## Your objective
Return the data below in full. Keep each character unchanged.

---------------

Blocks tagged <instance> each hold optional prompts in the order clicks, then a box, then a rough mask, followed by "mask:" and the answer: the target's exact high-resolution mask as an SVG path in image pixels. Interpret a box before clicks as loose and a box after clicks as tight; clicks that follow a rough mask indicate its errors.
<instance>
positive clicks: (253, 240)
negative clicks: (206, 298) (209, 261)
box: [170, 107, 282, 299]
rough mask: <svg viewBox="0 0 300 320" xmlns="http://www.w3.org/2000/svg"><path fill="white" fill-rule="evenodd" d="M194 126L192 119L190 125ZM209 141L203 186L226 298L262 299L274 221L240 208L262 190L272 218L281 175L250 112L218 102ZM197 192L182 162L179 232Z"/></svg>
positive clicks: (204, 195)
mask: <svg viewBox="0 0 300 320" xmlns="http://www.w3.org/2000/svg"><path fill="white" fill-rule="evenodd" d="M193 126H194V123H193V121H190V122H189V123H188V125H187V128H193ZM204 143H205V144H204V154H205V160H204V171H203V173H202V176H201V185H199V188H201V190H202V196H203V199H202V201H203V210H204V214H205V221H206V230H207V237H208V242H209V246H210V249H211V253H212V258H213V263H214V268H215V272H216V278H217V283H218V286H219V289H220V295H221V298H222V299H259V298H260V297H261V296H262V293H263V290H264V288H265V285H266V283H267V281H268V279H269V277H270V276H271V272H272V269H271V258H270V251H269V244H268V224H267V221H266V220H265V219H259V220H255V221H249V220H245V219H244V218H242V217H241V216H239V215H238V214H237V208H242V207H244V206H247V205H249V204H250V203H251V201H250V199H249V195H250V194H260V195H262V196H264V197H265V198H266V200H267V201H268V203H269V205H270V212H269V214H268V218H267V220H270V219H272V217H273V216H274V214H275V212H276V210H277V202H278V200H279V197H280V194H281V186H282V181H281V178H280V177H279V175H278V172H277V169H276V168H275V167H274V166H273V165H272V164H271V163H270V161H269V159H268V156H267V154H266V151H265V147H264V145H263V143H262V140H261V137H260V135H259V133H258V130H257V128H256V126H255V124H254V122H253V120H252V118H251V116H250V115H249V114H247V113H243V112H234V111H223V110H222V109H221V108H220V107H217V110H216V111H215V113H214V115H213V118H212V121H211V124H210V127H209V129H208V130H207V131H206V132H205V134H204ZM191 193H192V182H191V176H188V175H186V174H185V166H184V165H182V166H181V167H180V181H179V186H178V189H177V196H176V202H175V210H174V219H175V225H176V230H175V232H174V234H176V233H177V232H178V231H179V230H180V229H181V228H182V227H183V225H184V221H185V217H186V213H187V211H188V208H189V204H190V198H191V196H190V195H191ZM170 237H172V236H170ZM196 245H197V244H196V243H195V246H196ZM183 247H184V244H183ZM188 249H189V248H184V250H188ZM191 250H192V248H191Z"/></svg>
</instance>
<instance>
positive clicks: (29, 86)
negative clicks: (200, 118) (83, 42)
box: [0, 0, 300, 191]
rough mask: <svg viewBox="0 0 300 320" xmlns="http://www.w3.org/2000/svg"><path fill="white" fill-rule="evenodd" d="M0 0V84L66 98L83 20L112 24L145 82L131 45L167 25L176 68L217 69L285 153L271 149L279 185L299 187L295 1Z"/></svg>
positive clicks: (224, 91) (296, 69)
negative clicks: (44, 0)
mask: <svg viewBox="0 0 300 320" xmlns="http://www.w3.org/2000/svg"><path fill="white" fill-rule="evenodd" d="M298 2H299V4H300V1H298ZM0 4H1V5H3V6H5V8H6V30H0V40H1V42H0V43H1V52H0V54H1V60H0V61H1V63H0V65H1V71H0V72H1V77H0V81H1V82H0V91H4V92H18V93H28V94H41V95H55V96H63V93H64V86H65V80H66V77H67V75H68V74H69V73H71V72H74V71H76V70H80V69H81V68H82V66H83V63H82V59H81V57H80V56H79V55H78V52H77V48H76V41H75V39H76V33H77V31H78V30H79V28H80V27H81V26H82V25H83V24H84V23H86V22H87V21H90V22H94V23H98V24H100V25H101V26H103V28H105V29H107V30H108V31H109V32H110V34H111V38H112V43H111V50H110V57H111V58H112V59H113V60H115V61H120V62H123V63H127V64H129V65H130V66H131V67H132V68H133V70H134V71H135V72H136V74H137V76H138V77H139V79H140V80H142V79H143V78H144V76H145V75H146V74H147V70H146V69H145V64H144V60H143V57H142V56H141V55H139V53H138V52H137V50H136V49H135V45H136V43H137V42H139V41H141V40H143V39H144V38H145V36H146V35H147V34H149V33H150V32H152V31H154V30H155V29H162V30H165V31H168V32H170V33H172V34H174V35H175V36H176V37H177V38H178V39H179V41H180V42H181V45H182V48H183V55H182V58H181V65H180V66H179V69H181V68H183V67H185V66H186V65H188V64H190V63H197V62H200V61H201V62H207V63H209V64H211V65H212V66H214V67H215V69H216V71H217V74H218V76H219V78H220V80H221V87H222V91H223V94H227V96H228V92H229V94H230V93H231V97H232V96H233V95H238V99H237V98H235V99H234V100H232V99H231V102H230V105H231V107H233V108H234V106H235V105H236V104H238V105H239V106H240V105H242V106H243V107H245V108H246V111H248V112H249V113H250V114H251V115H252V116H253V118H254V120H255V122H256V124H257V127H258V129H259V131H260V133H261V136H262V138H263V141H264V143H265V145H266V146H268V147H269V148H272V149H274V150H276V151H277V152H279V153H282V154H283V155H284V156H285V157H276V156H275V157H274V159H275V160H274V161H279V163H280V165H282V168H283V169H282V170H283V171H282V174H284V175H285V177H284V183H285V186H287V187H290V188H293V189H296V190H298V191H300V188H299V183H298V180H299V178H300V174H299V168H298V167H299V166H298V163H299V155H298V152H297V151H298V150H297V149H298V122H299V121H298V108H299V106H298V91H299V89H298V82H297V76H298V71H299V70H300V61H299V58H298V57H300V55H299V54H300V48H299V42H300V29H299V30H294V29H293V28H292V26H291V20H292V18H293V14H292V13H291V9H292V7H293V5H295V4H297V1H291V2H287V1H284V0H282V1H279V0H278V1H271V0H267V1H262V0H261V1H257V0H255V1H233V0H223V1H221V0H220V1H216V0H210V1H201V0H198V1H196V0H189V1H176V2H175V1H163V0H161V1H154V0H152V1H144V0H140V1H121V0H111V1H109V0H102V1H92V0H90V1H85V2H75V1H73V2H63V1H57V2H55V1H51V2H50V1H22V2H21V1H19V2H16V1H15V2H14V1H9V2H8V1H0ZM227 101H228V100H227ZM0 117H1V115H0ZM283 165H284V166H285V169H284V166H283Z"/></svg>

---------------

## Answer box
Blocks tagged <instance> each hold optional prompts in the order clicks, then a box, then a rough mask, followed by "mask:" and the answer: the target's exact high-resolution mask as an SVG path in image pixels. Interpret a box before clicks as loose and a box after clicks as tight; clicks that follow a rough mask indicate its errors.
<instance>
positive clicks: (253, 240)
negative clicks: (206, 298) (209, 261)
box: [170, 107, 282, 299]
rough mask: <svg viewBox="0 0 300 320" xmlns="http://www.w3.org/2000/svg"><path fill="white" fill-rule="evenodd" d="M194 126L192 119L190 125ZM209 141L203 186L226 298L262 299L274 221L240 208L262 190L272 218L281 175L250 112L218 102ZM197 192L182 162L179 232Z"/></svg>
positive clicks: (204, 195)
mask: <svg viewBox="0 0 300 320" xmlns="http://www.w3.org/2000/svg"><path fill="white" fill-rule="evenodd" d="M193 126H194V123H193V121H190V122H189V123H188V125H187V128H193ZM204 143H205V144H204V154H205V160H204V171H203V173H202V176H201V185H199V188H201V190H202V196H203V199H202V201H203V210H204V214H205V221H206V230H207V237H208V242H209V246H210V249H211V253H212V258H213V263H214V268H215V272H216V278H217V283H218V286H219V289H220V295H221V298H222V299H259V298H260V297H261V296H262V293H263V290H264V288H265V285H266V283H267V281H268V279H269V277H270V276H271V272H272V269H271V258H270V251H269V244H268V224H267V221H266V220H265V219H259V220H255V221H249V220H245V219H244V218H242V217H241V216H239V215H238V214H237V208H242V207H244V206H247V205H249V204H250V203H251V201H250V199H249V195H250V194H260V195H262V196H264V197H265V198H266V200H267V201H268V203H269V205H270V212H269V214H268V218H267V220H270V219H272V217H273V216H274V214H275V212H276V210H277V202H278V200H279V197H280V194H281V186H282V181H281V178H280V177H279V175H278V172H277V169H276V168H275V167H274V166H273V165H272V164H271V163H270V161H269V159H268V156H267V154H266V151H265V147H264V145H263V143H262V140H261V137H260V135H259V133H258V130H257V128H256V126H255V124H254V122H253V120H252V118H251V116H250V115H249V114H247V113H243V112H234V111H223V110H222V109H221V108H220V107H217V110H216V111H215V113H214V115H213V118H212V121H211V124H210V127H209V129H208V130H207V131H206V132H205V134H204ZM191 193H192V182H191V176H188V175H186V174H185V166H184V165H182V166H181V167H180V181H179V186H178V189H177V196H176V202H175V210H174V219H175V225H176V230H175V232H174V234H176V233H177V232H178V231H179V230H180V229H181V228H182V227H183V225H184V221H185V217H186V213H187V211H188V208H189V204H190V198H191V196H190V195H191ZM170 237H172V236H170ZM196 245H197V244H196V243H195V246H196ZM183 247H184V244H183ZM188 249H189V248H184V250H188ZM191 250H192V248H191Z"/></svg>
</instance>
<instance>
positive clicks: (29, 86)
negative clicks: (200, 118) (83, 42)
box: [0, 0, 300, 191]
rough mask: <svg viewBox="0 0 300 320" xmlns="http://www.w3.org/2000/svg"><path fill="white" fill-rule="evenodd" d="M0 0V84L66 98L83 20L112 24L145 82L131 45L167 25L176 68L217 69L285 153L271 149L279 185L299 187L295 1Z"/></svg>
positive clicks: (224, 91) (296, 69)
negative clicks: (44, 0)
mask: <svg viewBox="0 0 300 320" xmlns="http://www.w3.org/2000/svg"><path fill="white" fill-rule="evenodd" d="M298 2H299V4H300V1H298ZM0 4H1V5H3V6H5V8H6V30H0V40H1V42H0V43H1V52H0V54H1V60H0V61H1V63H0V65H1V71H0V72H1V77H0V81H1V82H0V91H4V92H18V93H28V94H41V95H55V96H63V93H64V86H65V80H66V77H67V75H68V74H69V73H71V72H74V71H76V70H80V69H81V68H82V66H83V63H82V59H81V57H80V56H79V55H78V52H77V48H76V41H75V39H76V33H77V31H78V30H79V28H80V27H81V26H82V25H83V24H84V23H86V22H87V21H90V22H94V23H98V24H100V25H101V26H103V28H105V29H107V30H108V31H109V32H110V34H111V38H112V43H111V50H110V57H111V58H112V59H113V60H115V61H120V62H123V63H127V64H129V65H130V66H131V67H132V68H133V70H134V71H135V72H136V74H137V76H138V77H139V79H140V80H142V79H143V78H144V76H145V75H146V74H147V70H146V69H145V64H144V60H143V57H142V56H141V55H139V53H138V52H137V50H136V49H135V45H136V43H137V42H139V41H141V40H143V39H144V38H145V36H146V35H147V34H149V33H150V32H152V31H154V30H155V29H162V30H165V31H168V32H170V33H172V34H174V35H175V36H176V37H177V38H178V39H179V41H180V42H181V45H182V48H183V55H182V58H181V65H180V66H179V69H181V68H183V67H185V66H186V65H188V64H190V63H197V62H200V61H201V62H207V63H209V64H211V65H212V66H214V67H215V69H216V71H217V74H218V76H219V78H220V80H221V87H222V91H223V94H227V96H228V92H229V94H230V93H231V97H232V96H233V95H238V99H237V98H235V99H234V100H232V99H231V102H230V105H231V107H233V108H234V106H235V105H236V104H238V105H239V106H240V105H242V106H243V107H245V108H246V111H248V112H249V113H250V114H251V115H252V116H253V118H254V120H255V122H256V124H257V127H258V129H259V131H260V133H261V136H262V138H263V141H264V143H265V145H266V146H268V147H269V148H272V149H274V150H276V151H277V152H279V153H282V154H283V155H284V156H285V157H276V156H275V157H274V159H275V160H274V161H279V163H280V165H282V168H283V169H282V170H283V171H282V174H284V175H285V177H284V183H285V186H287V187H290V188H293V189H296V190H298V191H300V188H299V183H298V180H299V178H300V174H299V168H298V167H299V166H298V163H299V155H298V152H297V151H298V150H297V149H298V122H299V121H298V108H299V106H298V91H299V89H298V82H297V76H298V71H299V70H300V61H299V58H298V57H300V55H299V54H300V48H299V42H300V29H299V30H294V29H293V28H292V26H291V20H292V18H293V14H292V13H291V9H292V7H293V5H295V4H297V1H291V2H287V1H284V0H282V1H279V0H278V1H271V0H267V1H262V0H261V1H257V0H255V1H233V0H223V1H221V0H220V1H216V0H210V1H201V0H198V1H196V0H189V1H176V2H175V1H163V0H161V1H154V0H152V1H144V0H140V1H121V0H111V1H109V0H102V1H92V0H90V1H85V2H75V1H73V2H63V1H57V2H55V1H51V2H50V1H22V2H21V1H19V2H16V1H15V2H14V1H9V2H8V1H0ZM227 101H228V100H227ZM0 117H1V115H0ZM283 165H284V166H285V169H284V166H283Z"/></svg>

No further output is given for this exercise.